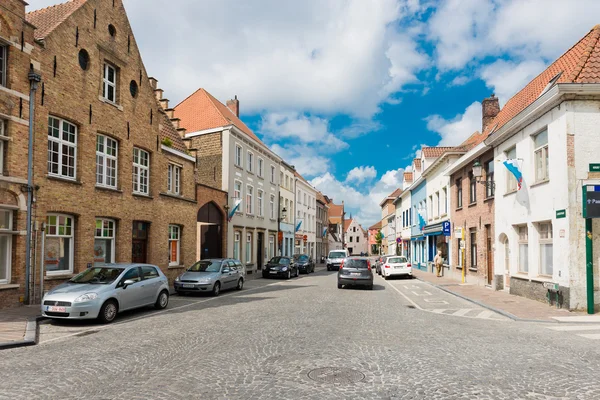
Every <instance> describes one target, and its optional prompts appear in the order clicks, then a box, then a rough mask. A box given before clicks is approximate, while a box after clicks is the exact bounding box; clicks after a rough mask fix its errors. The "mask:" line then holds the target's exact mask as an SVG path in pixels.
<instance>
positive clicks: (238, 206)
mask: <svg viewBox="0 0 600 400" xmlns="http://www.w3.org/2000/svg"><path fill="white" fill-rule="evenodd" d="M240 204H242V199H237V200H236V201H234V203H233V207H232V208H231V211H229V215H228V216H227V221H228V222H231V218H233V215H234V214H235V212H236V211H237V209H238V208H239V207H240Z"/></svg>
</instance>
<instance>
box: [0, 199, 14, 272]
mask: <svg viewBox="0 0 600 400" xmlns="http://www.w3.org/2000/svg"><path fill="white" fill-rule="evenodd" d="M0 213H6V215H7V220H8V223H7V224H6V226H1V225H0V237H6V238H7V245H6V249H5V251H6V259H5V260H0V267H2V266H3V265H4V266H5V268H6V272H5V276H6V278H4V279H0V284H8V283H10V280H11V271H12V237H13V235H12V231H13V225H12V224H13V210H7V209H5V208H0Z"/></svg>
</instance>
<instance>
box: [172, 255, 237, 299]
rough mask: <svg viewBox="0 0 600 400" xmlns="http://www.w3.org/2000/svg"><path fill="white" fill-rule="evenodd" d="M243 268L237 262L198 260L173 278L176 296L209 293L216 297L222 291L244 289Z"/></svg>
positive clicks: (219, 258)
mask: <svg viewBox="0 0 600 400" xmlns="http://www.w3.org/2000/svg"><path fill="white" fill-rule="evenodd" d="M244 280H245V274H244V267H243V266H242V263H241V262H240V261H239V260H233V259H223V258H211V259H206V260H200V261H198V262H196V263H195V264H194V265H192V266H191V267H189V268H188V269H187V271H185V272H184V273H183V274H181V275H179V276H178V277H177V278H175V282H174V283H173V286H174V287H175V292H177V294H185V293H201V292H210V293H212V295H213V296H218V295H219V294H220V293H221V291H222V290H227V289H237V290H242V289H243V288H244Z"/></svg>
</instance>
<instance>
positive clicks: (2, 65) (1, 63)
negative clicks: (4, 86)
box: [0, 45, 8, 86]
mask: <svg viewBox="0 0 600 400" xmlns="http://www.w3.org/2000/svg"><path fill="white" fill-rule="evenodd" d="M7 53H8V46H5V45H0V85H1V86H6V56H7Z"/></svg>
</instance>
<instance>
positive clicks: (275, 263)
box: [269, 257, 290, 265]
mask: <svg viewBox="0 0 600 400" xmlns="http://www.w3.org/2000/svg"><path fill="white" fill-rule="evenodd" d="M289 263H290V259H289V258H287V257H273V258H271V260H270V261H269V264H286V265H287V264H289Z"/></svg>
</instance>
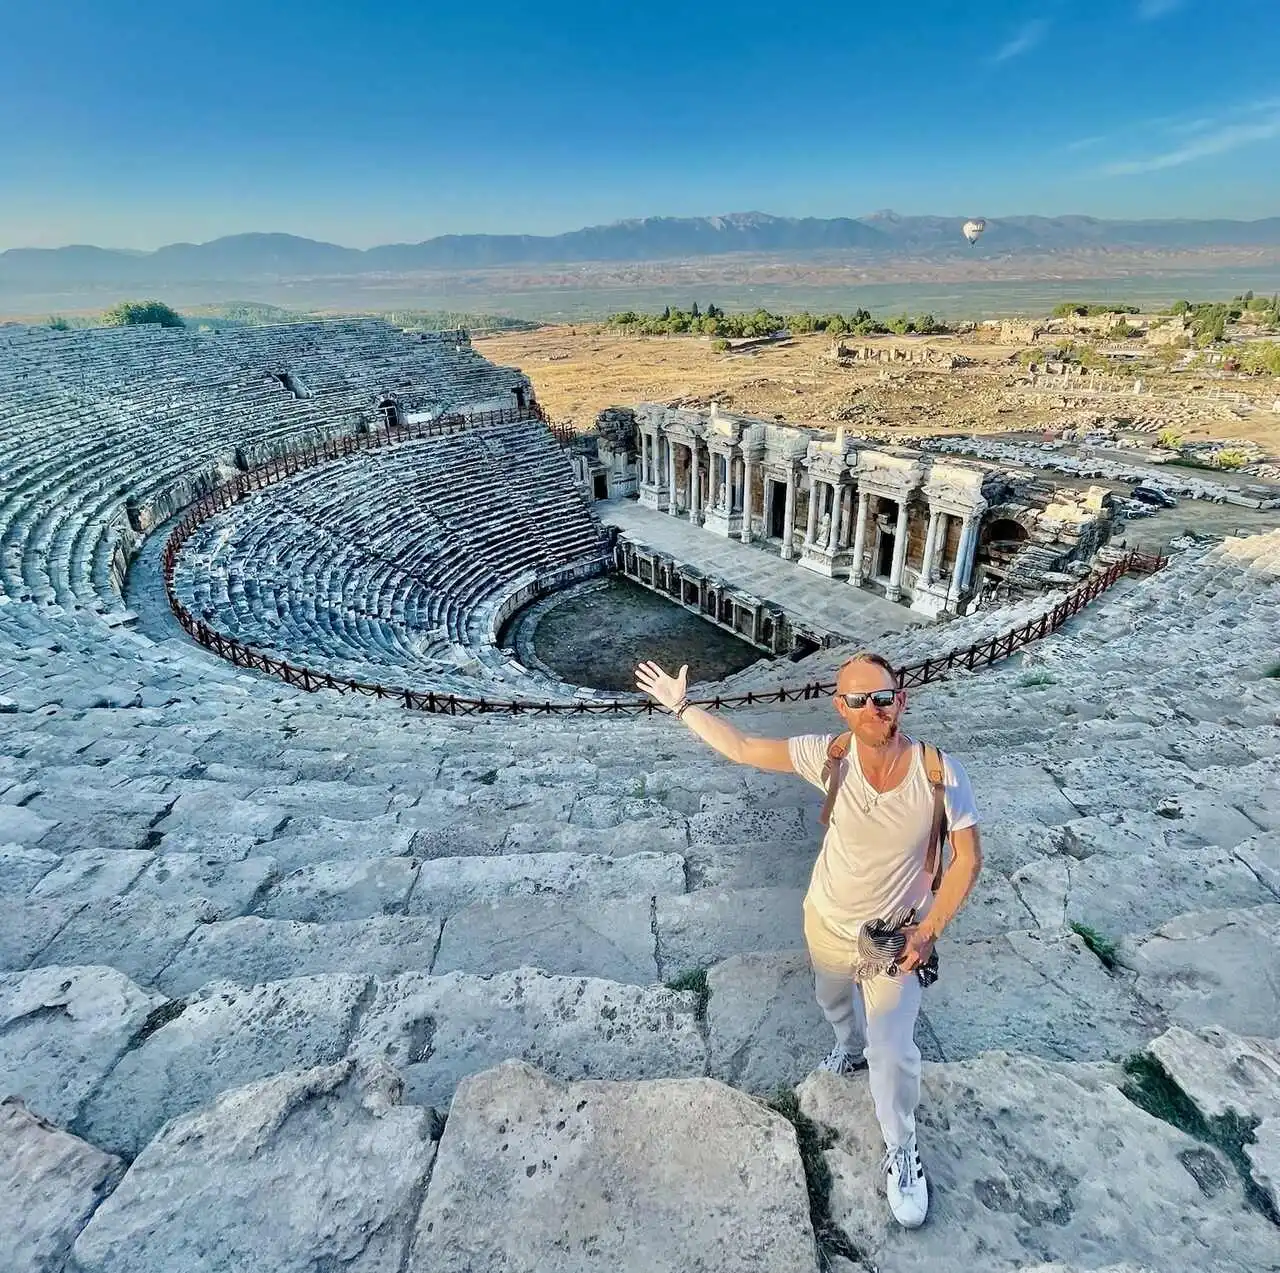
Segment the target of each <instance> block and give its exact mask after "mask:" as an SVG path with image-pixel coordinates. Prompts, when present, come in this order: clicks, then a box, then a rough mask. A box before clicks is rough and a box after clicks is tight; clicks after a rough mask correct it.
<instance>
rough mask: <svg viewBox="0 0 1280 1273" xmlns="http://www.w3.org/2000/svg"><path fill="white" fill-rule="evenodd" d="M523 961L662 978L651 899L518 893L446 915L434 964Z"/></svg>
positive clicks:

——————————

• [Exercise instructions]
Transcribe all of the records above character for character. Exclude the pictures.

• [Completed exercise]
Every <instance> describes one target, and its optional prompts appear in the order clicks, then a box, then a rough mask. A box given before clicks is approximate, while a box after clicks is the exact bounding box; clicks after a rough mask fix its errors. The "mask:" line then holds the target's exact mask as an SVG path in pixels.
<instance>
positive clicks: (238, 206)
mask: <svg viewBox="0 0 600 400" xmlns="http://www.w3.org/2000/svg"><path fill="white" fill-rule="evenodd" d="M240 204H242V199H237V200H236V201H234V203H233V207H232V208H231V211H229V215H228V216H227V221H228V222H231V218H233V215H234V214H235V212H236V211H237V209H238V208H239V207H240Z"/></svg>
</instance>
<instance>
box: [0, 199, 14, 272]
mask: <svg viewBox="0 0 600 400" xmlns="http://www.w3.org/2000/svg"><path fill="white" fill-rule="evenodd" d="M0 213H6V215H7V220H8V223H7V224H6V226H1V225H0V237H6V238H7V245H6V249H5V251H6V259H5V260H0V267H2V266H3V265H4V266H5V268H6V272H5V276H6V278H4V279H0V284H8V283H10V280H11V271H12V237H13V235H12V231H13V225H12V224H13V210H7V209H5V208H0Z"/></svg>
</instance>
<instance>
box: [172, 255, 237, 299]
rough mask: <svg viewBox="0 0 600 400" xmlns="http://www.w3.org/2000/svg"><path fill="white" fill-rule="evenodd" d="M243 268L237 262L198 260L173 278L176 296L209 293L216 297L222 291L244 289Z"/></svg>
positive clicks: (219, 258)
mask: <svg viewBox="0 0 600 400" xmlns="http://www.w3.org/2000/svg"><path fill="white" fill-rule="evenodd" d="M244 280H245V274H244V267H243V266H242V263H241V262H240V261H239V260H233V259H223V258H211V259H206V260H200V261H198V262H196V263H195V264H194V265H192V266H191V267H189V268H188V269H187V271H185V272H184V273H183V274H181V275H179V276H178V277H177V278H175V282H174V283H173V286H174V287H175V292H177V294H185V293H201V292H210V293H212V295H213V296H218V295H219V294H220V293H221V291H222V290H227V289H237V290H242V289H243V288H244Z"/></svg>
</instance>
<instance>
positive clicks: (2, 65) (1, 63)
negative clicks: (4, 86)
box: [0, 45, 8, 86]
mask: <svg viewBox="0 0 600 400" xmlns="http://www.w3.org/2000/svg"><path fill="white" fill-rule="evenodd" d="M7 53H8V46H5V45H0V85H1V86H6V56H7Z"/></svg>
</instance>
<instance>
positive clicks: (275, 263)
box: [269, 257, 290, 265]
mask: <svg viewBox="0 0 600 400" xmlns="http://www.w3.org/2000/svg"><path fill="white" fill-rule="evenodd" d="M289 263H290V259H289V258H287V257H273V258H271V260H270V261H269V264H286V265H287V264H289Z"/></svg>
</instance>
Segment the target of each <instance> block and give its exact mask after "mask:" as an SVG path with image-pixel coordinates. Prompts, when present, come in this order: clicks, then a box, then a rough mask. A box before clicks is rough and a box after clicks is tight; clicks after a rough mask correct it.
<instance>
rough mask: <svg viewBox="0 0 1280 1273" xmlns="http://www.w3.org/2000/svg"><path fill="white" fill-rule="evenodd" d="M523 961L662 978L651 899L518 893L446 915L434 964Z"/></svg>
positive clicks:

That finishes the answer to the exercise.